▶ [SET TASK 1]: Pick out every line of the entries that contains the string "just", matching case.

73. The system according to claim 72, further including:
- a first photodiode capable of monitoring the optical power from the optical signal source; and
- a second photodiode on a reflected side of the optical discriminator to detect the reflected signal, where the wavelength locking circuit is communicatably coupled to the first and second diodes to monitor the optical signal source and the reflected signal.
74. The system according to claim 72, further including
- a first photodiode capable of monitoring the optical power from the optical signal source; and
- a second photodiode on a transmissive side of the optical discriminator to detect the transmissive signal, where the wavelength locking circuit is communicatably coupled to the first and second diodes to monitor the optical signal source and the reflected signal.
75. The system according to claim 72, further including a thermo-electric cooler (TEC) coupled to the optical discriminator, where the wavelength locking circuit is communicateably coupled to the TEC to adjust the temperature of the optical power to keep the ratio substantially constant.
76. A fiber optic communication system, comprising:
- an optical signal source adapted to produce a partially frequency modulated signal; and
- an optical discriminator adapted to convert the partially frequency modulated signal into a substantially amplitude modulated signal, where the optical discriminator is adapted to reflect a portion of the partially frequency modulated signal to produce a reflected signal that is used to wavelength lock the partially frequency modulated signal, and where the optical discriminator is adapted to compensate for at least a portion of a dispersion in a transmission fiber.

▶ [DATA FOR THE TASK]:
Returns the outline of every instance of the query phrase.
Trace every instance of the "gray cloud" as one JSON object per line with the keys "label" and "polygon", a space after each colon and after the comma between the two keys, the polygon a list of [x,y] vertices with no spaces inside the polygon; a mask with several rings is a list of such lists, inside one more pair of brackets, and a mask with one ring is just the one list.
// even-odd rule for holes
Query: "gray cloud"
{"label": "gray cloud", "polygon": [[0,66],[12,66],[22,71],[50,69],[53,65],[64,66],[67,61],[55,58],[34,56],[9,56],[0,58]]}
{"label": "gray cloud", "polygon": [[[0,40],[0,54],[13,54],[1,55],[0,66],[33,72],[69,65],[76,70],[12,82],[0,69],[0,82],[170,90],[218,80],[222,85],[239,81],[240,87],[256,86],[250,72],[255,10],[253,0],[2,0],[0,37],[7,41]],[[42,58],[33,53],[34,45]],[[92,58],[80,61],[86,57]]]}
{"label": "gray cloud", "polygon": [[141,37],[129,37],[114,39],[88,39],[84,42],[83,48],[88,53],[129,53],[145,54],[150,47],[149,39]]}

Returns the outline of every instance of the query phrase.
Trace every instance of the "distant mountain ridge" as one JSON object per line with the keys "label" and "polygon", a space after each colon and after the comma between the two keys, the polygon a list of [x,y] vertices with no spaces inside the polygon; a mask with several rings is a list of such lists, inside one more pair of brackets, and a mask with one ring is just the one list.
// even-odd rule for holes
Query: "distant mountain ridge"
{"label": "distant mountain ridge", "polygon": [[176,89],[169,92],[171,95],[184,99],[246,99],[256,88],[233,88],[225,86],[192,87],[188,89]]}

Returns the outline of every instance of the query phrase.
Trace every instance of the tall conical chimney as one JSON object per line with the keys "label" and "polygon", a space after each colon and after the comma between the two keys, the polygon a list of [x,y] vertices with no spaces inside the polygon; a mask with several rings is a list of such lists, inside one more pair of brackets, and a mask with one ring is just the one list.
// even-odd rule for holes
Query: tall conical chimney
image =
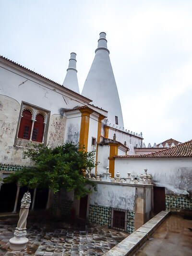
{"label": "tall conical chimney", "polygon": [[67,73],[64,80],[63,85],[72,91],[79,93],[79,85],[77,80],[76,69],[76,53],[72,52],[69,59],[69,67],[67,69]]}
{"label": "tall conical chimney", "polygon": [[82,95],[93,104],[108,111],[109,123],[124,127],[121,108],[106,38],[101,32],[96,55],[84,83]]}

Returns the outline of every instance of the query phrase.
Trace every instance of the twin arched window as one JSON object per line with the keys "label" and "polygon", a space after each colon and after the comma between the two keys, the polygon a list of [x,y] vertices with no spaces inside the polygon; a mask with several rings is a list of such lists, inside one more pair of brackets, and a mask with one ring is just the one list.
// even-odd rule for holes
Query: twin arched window
{"label": "twin arched window", "polygon": [[37,114],[33,121],[32,114],[28,110],[23,112],[18,132],[18,138],[42,142],[44,132],[44,118]]}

▶ [SET TASK 2]: Print everything in the patent claims from "76. A fiber" down to "a transmission fiber.".

▶ [EXERCISE OUTPUT 1]:
Trace every instance of the "gray cloud" as one JSON object per line with the keys "label" and "polygon", a space after each colon and after the comma between the two keys, the polygon a list of [x,y] vertices with no spaces inside the polygon; a mask with several rings is a list of such lists, inside one more pair of brackets, and a mask with one ring is just the one list.
Trace every instance of the "distant mountain ridge" as one JSON object per line with the keys "label" and "polygon", a space after each colon and after the comma between the two keys, the polygon a list of [x,y] vertices with no spaces inside the polygon; a mask with several rings is a list of such lists, inside one more pair of brackets, and a mask with one ring is just the one list.
Trace every instance of the tall conical chimney as one JSON object per line with the keys "label" and "polygon", a space after each colon and after the comma between the two keys, the polygon a list of [x,y] vertices with no spaces inside the polygon; a mask with several rings is a list of such lists, inside one more pair of brackets, and a mask with one ring is just the one list.
Trace every instance of the twin arched window as one JSON object per line with the keys "label" and "polygon", a space after each colon and after the comma between the two keys, the polygon a list of [x,y] vertices with no spaces inside the polygon; a mask with several rings is a list of such lists, inside one more pair of brackets, and a mask with one ring is just the one list.

▶ [EXERCISE OUTPUT 2]:
76. A fiber optic communication system, comprising:
- an optical signal source adapted to produce a partially frequency modulated signal; and
- an optical discriminator adapted to convert the partially frequency modulated signal into a substantially amplitude modulated signal, where the optical discriminator is adapted to reflect a portion of the partially frequency modulated signal to produce a reflected signal that is used to wavelength lock the partially frequency modulated signal, and where the optical discriminator is adapted to compensate for at least a portion of a dispersion in a transmission fiber.